[Questões de estudo]
1) Responda às perguntas abaixo com base no texto sobre a evolução da moralidade.
(a) Quantos indivíduos têm, em média, os grupos de fusão-fissão dos chimpanzés?
(b) Em grupos de quantas pessoas a moralidade pode ter evoluído?
(c) Qual psicólogo argumenta que a religião surgiu após a moralidade?
2) Reproduza sem nenhuma alteração o trecho do texto sobre a evolução da moralidade que começa nas palavras "O psicólogo Matt" e termina depois de "e não ética.".
3) No texto sobre a evolução da moralidade, reescreva em forma de lista o parágrafo que começa com "Os chimpanzés vivem em grupos" e mantenha seus fatos principais.

[Texto de origem]
◇ ◇ ◇ ◇
Todos os animais sociais possuem sociedades hierárquicas nas quais cada membro conhece seu lugar. A ordem social é mantida por meio de regras de comportamento esperadas, e os membros dominantes aplicam a ordem através de punições. Além disso, primatas de ordem superior também demonstram senso de justiça.[37]
Os chimpanzés vivem em grupos de fusão-fissão que, em média, têm 50 indivíduos. É provável que os primeiros ancestrais dos humanos tenham vivido em grupos de tamanho semelhante. Com base no tamanho das sociedades de caçadores-coletores existentes, os hominídeos do Paleolítico recente viveram em bandos de algumas centenas de indivíduos. À medida que o tamanho das comunidades aumentou ao longo da evolução humana, foi necessária uma imposição mais rigorosa para alcançar a coesão grupal. A moralidade pode ter evoluído nesses grupos de 100 a 200 pessoas como meio de controle social, resolução de conflitos e solidariedade grupal. Segundo o Dr. de Waal, a moralidade humana possui dois níveis adicionais de sofisticação que não se encontram nas sociedades de primatas.
O psicólogo Matt J. Rossano argumenta que a religião surgiu após a moralidade e se desenvolveu a partir dela, ampliando a fiscalização social do comportamento individual para incluir agentes sobrenaturais. Ao incorporar ancestrais sempre vigilantes, espíritos e deuses no âmbito social, os humanos descobriram uma estratégia eficaz para conter o egoísmo e construir grupos mais cooperativos.[38] O valor adaptativo da religião teria aumentado a sobrevivência do grupo.[39][40] Rossano refere-se aqui à crença religiosa coletiva e à sanção social que institucionalizou a moralidade. Segundo seu ensino, a crença religiosa individual é, portanto, inicialmente epistemológica e não ética.
◇ ◇ ◇ ◇
[Dados fornecidos]
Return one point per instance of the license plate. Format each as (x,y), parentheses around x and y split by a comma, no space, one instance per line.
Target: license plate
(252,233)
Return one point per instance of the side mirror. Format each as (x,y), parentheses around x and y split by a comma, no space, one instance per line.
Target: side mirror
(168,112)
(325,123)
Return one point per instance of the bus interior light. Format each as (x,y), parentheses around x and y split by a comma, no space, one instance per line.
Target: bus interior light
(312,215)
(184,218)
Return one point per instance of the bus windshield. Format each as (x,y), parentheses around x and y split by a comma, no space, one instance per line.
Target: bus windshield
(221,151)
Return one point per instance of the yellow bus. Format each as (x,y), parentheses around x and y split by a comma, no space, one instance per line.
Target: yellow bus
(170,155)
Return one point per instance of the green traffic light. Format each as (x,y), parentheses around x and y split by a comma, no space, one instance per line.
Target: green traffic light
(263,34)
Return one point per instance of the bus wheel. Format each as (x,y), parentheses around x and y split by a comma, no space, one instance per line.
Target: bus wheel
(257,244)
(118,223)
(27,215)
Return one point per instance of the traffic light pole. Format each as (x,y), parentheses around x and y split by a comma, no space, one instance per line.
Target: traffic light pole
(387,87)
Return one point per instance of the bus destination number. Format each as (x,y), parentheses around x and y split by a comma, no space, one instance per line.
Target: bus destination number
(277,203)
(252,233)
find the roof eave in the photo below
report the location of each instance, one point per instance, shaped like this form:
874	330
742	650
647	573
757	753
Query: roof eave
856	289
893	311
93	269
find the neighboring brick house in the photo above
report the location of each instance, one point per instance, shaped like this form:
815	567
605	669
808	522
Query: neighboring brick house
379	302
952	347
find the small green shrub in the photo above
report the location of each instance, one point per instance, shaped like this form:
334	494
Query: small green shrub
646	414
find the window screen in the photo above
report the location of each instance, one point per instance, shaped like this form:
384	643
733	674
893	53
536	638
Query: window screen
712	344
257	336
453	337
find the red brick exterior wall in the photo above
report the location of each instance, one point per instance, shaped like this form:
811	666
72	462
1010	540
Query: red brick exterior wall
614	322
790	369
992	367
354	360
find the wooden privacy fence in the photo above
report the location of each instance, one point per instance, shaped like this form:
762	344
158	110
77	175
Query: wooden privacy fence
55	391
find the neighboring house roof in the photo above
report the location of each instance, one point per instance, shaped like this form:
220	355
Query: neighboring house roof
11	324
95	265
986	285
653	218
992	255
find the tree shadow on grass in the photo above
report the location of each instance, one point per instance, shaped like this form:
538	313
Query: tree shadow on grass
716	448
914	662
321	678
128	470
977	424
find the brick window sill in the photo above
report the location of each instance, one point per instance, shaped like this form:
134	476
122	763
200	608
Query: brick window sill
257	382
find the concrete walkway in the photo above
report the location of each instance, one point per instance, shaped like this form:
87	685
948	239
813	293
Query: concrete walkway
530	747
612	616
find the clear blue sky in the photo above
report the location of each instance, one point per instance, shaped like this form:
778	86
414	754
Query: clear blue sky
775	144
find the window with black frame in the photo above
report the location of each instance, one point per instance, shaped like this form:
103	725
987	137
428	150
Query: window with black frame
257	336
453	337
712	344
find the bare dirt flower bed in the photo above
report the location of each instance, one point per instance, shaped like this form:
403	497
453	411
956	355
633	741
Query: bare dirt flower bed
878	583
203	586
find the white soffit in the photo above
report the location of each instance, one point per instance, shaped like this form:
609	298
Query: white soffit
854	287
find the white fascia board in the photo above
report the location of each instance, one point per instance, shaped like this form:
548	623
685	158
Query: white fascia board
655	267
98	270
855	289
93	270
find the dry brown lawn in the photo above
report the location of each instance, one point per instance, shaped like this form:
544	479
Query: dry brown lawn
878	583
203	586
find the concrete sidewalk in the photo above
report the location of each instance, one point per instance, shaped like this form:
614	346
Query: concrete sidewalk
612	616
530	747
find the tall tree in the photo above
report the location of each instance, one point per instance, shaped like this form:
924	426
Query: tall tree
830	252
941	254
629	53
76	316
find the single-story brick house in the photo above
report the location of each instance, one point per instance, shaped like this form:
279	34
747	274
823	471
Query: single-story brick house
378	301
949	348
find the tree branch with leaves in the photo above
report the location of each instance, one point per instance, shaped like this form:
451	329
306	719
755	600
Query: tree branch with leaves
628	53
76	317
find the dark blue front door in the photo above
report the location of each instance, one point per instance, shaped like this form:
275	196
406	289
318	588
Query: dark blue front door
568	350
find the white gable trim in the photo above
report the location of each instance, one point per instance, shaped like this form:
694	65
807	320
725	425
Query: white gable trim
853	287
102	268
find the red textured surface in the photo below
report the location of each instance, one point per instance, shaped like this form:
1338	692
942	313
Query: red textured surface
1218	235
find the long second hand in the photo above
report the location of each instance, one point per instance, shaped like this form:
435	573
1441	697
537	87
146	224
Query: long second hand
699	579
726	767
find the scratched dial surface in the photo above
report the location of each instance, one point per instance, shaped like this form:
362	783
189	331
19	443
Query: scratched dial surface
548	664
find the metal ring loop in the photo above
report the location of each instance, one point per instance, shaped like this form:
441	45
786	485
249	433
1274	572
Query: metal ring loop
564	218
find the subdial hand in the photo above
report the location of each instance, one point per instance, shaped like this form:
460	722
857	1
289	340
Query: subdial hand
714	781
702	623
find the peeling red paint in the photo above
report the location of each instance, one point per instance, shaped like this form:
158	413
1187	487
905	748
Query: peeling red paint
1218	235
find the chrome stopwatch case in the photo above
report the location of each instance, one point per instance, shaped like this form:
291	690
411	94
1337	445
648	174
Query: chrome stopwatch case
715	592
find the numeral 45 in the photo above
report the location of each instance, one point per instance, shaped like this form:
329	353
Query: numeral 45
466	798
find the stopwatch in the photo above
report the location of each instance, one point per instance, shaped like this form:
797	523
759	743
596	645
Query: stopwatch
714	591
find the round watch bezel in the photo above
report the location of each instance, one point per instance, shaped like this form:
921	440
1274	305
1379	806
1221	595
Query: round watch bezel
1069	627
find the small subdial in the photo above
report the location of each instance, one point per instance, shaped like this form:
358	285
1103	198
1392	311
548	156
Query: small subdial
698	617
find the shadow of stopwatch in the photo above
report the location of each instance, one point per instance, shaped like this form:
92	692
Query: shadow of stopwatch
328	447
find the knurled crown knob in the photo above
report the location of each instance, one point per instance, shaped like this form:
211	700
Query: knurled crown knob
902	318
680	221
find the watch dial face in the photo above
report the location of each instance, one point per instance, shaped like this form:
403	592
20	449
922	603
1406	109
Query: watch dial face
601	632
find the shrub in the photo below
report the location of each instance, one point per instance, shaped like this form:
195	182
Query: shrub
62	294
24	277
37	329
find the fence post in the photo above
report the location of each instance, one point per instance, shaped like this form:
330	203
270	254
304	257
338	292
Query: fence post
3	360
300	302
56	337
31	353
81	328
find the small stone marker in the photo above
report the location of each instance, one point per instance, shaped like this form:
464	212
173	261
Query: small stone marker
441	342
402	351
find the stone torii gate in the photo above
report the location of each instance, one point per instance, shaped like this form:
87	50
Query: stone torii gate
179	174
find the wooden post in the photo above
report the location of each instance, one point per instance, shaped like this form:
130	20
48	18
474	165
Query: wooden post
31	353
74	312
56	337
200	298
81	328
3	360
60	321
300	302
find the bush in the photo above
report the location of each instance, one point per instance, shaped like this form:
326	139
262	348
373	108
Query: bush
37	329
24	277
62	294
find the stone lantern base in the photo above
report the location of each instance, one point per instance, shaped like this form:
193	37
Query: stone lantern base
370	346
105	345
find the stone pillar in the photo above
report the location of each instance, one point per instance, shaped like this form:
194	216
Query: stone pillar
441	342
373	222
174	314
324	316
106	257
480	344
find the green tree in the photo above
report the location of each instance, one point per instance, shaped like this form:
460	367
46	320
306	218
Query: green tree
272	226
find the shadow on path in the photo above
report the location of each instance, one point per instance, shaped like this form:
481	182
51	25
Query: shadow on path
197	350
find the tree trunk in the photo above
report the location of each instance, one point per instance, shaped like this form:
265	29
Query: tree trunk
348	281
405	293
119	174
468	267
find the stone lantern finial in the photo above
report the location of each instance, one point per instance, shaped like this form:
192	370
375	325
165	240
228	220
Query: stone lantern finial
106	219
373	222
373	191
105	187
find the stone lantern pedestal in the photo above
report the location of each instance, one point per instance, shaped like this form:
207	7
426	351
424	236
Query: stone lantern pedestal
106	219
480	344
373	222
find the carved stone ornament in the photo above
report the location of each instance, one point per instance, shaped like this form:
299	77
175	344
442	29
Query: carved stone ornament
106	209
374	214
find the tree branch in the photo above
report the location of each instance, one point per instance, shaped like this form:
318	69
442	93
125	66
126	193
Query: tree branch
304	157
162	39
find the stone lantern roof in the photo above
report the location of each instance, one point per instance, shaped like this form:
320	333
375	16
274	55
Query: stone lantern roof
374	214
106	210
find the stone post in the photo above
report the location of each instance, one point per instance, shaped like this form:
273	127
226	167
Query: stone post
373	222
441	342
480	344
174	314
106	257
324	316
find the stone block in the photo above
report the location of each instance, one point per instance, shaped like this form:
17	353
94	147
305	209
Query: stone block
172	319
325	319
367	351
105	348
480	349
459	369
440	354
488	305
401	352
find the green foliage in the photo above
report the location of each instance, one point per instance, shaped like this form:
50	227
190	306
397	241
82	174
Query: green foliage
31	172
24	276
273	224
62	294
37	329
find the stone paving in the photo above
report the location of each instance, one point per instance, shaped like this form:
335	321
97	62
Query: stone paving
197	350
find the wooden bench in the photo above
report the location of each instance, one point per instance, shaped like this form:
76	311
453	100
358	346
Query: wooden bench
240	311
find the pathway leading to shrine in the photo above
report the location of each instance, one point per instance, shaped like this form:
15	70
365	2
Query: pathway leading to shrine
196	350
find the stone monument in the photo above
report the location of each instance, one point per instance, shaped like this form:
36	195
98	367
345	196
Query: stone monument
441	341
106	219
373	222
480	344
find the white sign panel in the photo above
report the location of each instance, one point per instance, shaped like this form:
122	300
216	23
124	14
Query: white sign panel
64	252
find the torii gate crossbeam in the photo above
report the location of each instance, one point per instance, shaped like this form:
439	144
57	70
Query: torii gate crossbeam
◇ ◇ ◇ ◇
[Respostas]
1)
(a) 50 indivíduos.
(b) Em grupos de 100 a 200 pessoas.
(c) Matt J. Rossano.

2)
O psicólogo Matt J. Rossano argumenta que a religião surgiu após a moralidade e se desenvolveu a partir dela, ampliando a fiscalização social do comportamento individual para incluir agentes sobrenaturais. Ao incorporar ancestrais sempre vigilantes, espíritos e deuses no âmbito social, os humanos descobriram uma estratégia eficaz para conter o egoísmo e construir grupos mais cooperativos.[38] O valor adaptativo da religião teria aumentado a sobrevivência do grupo.[39][40] Rossano refere-se aqui à crença religiosa coletiva e à sanção social que institucionalizou a moralidade. Segundo seu ensino, a crença religiosa individual é, portanto, inicialmente epistemológica e não ética.

3)
- Os chimpanzés vivem em grupos de fusão-fissão com, em média, 50 indivíduos. Os primeiros ancestrais humanos provavelmente viviam em grupos de tamanho semelhante.
- Com base nas sociedades de caçadores-coletores existentes, os hominídeos do Paleolítico recente viviam em bandos de algumas centenas de indivíduos.
- Com o aumento das comunidades ao longo da evolução humana, foi necessária uma imposição mais rigorosa para manter a coesão do grupo.
- A moralidade pode ter evoluído em grupos de 100 a 200 pessoas como meio de controle social, resolução de conflitos e solidariedade grupal.
- Segundo o Dr. de Waal, a moralidade humana tem dois níveis adicionais de sofisticação que não existem nas sociedades de primatas.